■ Problem statement ■
Copy each line below without leaving any out.
Start of Recorded information
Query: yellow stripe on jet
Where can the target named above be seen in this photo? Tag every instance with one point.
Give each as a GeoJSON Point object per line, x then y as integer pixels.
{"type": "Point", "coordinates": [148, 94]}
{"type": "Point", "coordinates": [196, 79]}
End of Recorded information
■ Worked solution ■
Query: yellow stripe on jet
Where can the target named above be seen in this photo? Tag every instance with one point.
Give each as a GeoJSON Point object per line, x then y as integer pixels.
{"type": "Point", "coordinates": [148, 94]}
{"type": "Point", "coordinates": [196, 79]}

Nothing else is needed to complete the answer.